Data extracts:
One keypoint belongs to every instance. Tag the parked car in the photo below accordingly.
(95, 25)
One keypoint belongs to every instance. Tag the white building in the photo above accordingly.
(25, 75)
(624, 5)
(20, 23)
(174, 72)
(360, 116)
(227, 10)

Directions for this task:
All the lines above need to be printed again, exactly.

Result:
One keypoint belongs to every instance. Tag the parked car in the photo below accordingly.
(95, 25)
One keypoint belongs to every instance. Tag the white building in the photo above accordingly.
(25, 75)
(624, 5)
(20, 23)
(174, 72)
(360, 116)
(227, 10)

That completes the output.